##### DATA EXTRACT

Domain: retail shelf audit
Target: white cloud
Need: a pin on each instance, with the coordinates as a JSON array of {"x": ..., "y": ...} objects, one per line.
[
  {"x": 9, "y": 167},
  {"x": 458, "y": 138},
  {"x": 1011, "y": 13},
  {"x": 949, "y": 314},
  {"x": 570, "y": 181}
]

##########

§ **TASK OBJECTIVE**
Restate all entries above verbatim.

§ **FINISHED EXERCISE**
Domain: retail shelf audit
Target: white cloud
Need: a pin on each instance, with the coordinates as a JSON array of {"x": ..., "y": ...} objects, one per line.
[
  {"x": 9, "y": 167},
  {"x": 458, "y": 138},
  {"x": 1011, "y": 13},
  {"x": 949, "y": 314},
  {"x": 570, "y": 181}
]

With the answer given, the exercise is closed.